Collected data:

BEGIN

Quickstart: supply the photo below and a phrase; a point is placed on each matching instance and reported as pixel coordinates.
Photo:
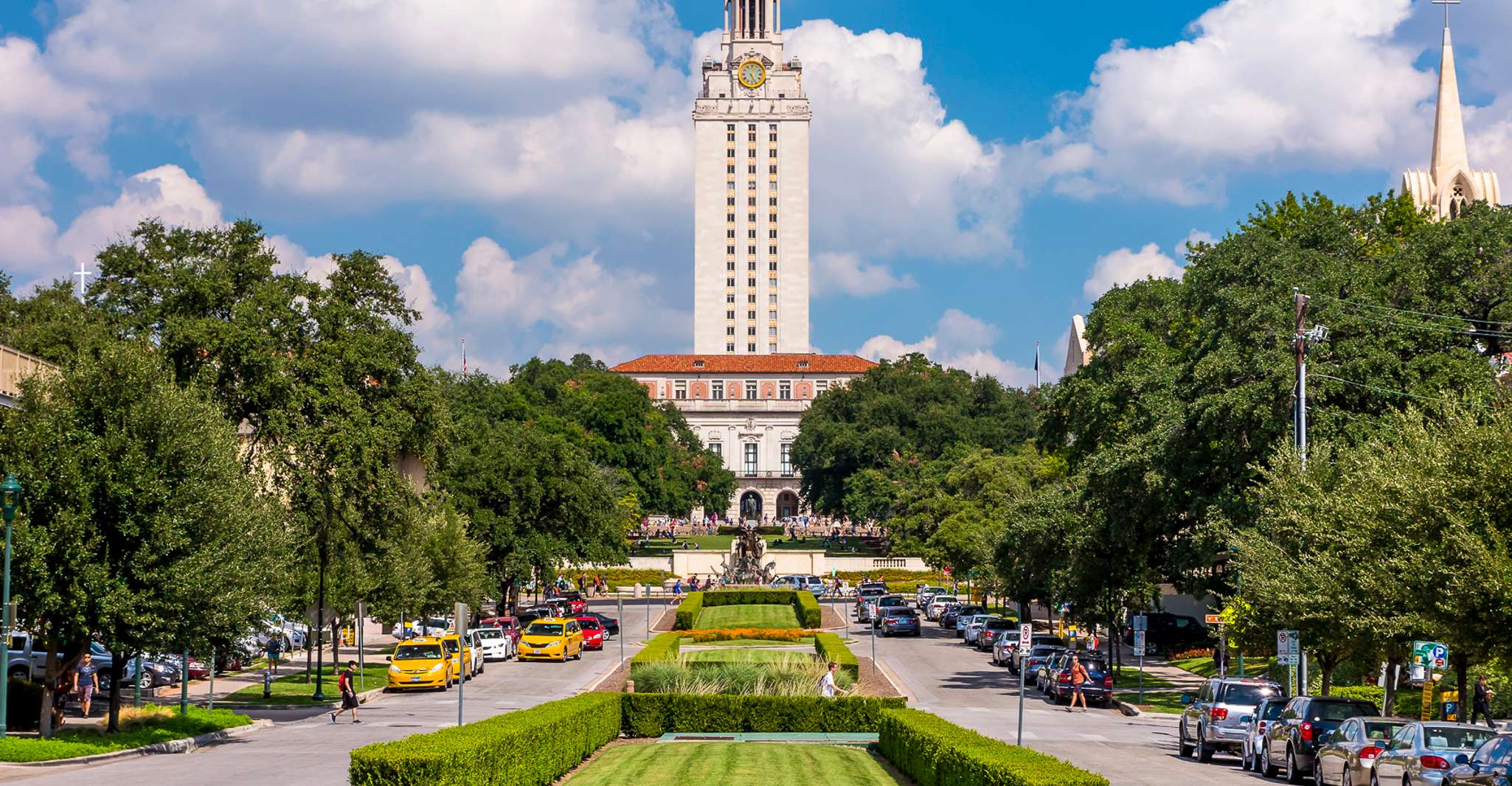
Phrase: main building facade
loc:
(752, 374)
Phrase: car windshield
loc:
(1443, 738)
(1249, 696)
(1340, 711)
(1381, 731)
(417, 652)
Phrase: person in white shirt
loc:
(828, 682)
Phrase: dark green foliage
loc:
(661, 647)
(802, 602)
(904, 410)
(651, 715)
(934, 751)
(530, 747)
(832, 647)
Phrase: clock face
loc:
(752, 74)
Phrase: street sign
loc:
(1431, 655)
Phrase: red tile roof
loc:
(787, 364)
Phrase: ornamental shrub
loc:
(832, 647)
(651, 715)
(531, 747)
(934, 751)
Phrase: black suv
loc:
(1293, 738)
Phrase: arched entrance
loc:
(787, 504)
(750, 507)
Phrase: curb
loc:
(173, 745)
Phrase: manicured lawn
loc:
(747, 616)
(76, 741)
(806, 641)
(732, 764)
(292, 689)
(747, 656)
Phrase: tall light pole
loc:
(10, 496)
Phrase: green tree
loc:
(139, 525)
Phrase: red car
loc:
(592, 632)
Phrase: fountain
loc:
(744, 561)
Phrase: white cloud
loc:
(1126, 266)
(1286, 82)
(962, 342)
(847, 274)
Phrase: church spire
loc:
(1449, 126)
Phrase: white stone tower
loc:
(750, 239)
(1449, 182)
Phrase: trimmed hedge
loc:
(802, 602)
(651, 715)
(832, 647)
(661, 647)
(934, 751)
(531, 747)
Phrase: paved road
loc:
(305, 748)
(962, 685)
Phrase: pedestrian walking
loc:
(1482, 705)
(344, 682)
(1078, 678)
(828, 686)
(274, 647)
(86, 679)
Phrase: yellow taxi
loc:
(419, 664)
(552, 639)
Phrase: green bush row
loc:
(661, 647)
(531, 747)
(832, 647)
(934, 751)
(651, 715)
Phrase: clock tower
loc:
(750, 254)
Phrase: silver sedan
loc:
(1422, 753)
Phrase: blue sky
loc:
(982, 170)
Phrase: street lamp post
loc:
(11, 492)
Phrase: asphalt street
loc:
(960, 685)
(306, 748)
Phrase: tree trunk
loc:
(117, 673)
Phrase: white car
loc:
(938, 605)
(495, 643)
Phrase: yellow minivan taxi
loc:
(419, 664)
(552, 639)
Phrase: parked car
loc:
(1255, 724)
(1098, 688)
(551, 640)
(971, 627)
(900, 620)
(1293, 740)
(1035, 661)
(1038, 640)
(1213, 718)
(592, 632)
(495, 643)
(1348, 757)
(936, 605)
(1169, 632)
(1491, 765)
(993, 629)
(951, 616)
(1423, 753)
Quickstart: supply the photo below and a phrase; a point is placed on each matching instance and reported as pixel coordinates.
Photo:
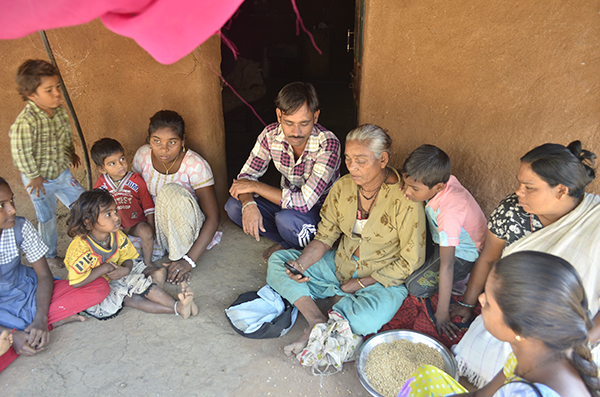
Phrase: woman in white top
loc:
(182, 186)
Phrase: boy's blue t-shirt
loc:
(456, 220)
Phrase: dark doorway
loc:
(264, 32)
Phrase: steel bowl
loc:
(450, 365)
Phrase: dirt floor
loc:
(139, 354)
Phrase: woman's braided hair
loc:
(542, 297)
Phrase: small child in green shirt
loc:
(41, 143)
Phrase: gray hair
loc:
(374, 137)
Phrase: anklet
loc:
(189, 260)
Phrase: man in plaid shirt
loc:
(308, 158)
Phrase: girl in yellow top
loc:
(101, 249)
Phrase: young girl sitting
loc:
(536, 302)
(31, 301)
(100, 249)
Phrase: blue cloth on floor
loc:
(250, 316)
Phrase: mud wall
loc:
(484, 80)
(115, 87)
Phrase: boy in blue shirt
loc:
(456, 223)
(42, 148)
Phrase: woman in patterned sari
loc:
(182, 186)
(382, 241)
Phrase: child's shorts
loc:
(134, 283)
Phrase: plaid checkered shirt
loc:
(41, 145)
(305, 182)
(32, 246)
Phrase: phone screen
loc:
(293, 269)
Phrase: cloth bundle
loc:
(330, 345)
(262, 314)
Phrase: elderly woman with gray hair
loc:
(382, 241)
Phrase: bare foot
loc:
(159, 275)
(186, 306)
(56, 262)
(299, 345)
(71, 319)
(269, 251)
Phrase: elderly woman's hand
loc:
(178, 271)
(464, 312)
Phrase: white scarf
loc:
(576, 238)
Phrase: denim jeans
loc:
(290, 228)
(67, 189)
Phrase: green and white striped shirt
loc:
(41, 145)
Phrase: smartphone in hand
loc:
(293, 269)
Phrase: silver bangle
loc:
(247, 204)
(189, 260)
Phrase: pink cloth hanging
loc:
(167, 29)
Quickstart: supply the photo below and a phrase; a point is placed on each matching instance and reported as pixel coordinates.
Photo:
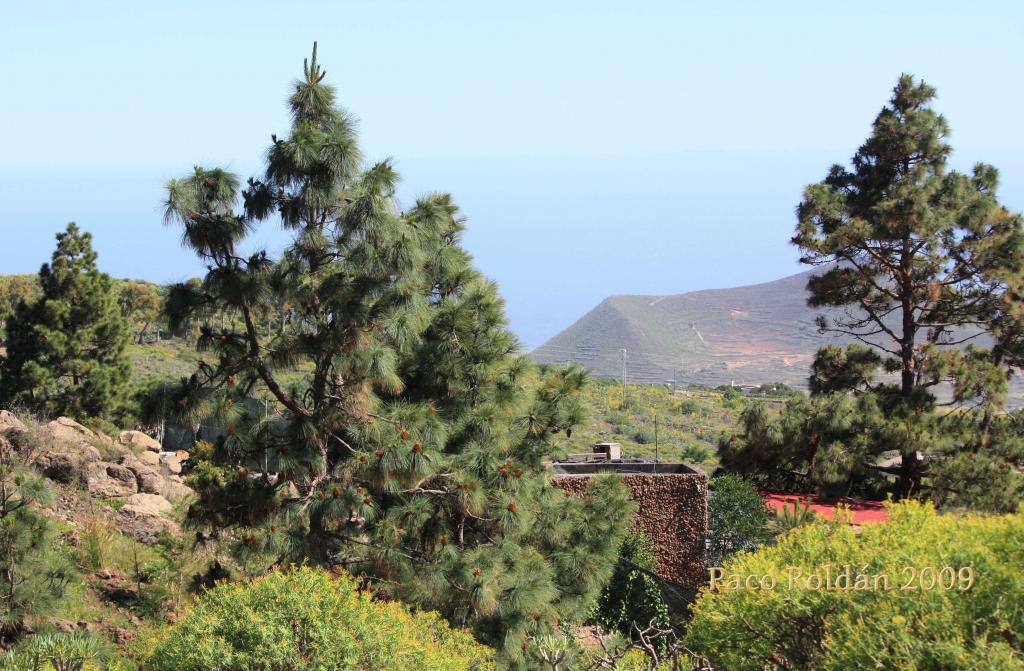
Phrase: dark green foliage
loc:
(919, 263)
(737, 518)
(633, 597)
(13, 290)
(60, 652)
(411, 448)
(66, 350)
(33, 578)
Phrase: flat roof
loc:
(646, 467)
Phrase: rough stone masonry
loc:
(672, 511)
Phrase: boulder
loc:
(68, 430)
(171, 463)
(151, 503)
(138, 441)
(62, 467)
(10, 423)
(148, 478)
(150, 459)
(176, 492)
(105, 479)
(142, 523)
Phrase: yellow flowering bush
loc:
(922, 592)
(307, 620)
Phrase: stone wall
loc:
(672, 511)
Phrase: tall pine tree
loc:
(409, 434)
(66, 350)
(922, 268)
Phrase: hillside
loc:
(749, 335)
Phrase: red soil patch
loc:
(861, 511)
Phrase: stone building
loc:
(672, 509)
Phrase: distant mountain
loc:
(748, 335)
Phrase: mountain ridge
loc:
(751, 334)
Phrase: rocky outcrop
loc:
(68, 431)
(110, 480)
(144, 522)
(672, 510)
(131, 469)
(10, 424)
(171, 461)
(138, 442)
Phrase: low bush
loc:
(306, 620)
(950, 598)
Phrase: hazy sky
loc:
(596, 148)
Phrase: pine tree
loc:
(32, 579)
(66, 350)
(632, 600)
(921, 261)
(409, 432)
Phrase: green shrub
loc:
(306, 620)
(633, 596)
(976, 623)
(737, 518)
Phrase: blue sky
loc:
(596, 148)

END

# REQUIREMENT
Lines from the entries that contain the word "tower" are what the answer must hold.

# SOLUTION TO THIS TASK
Phrase: white stone tower
Phrase: clock tower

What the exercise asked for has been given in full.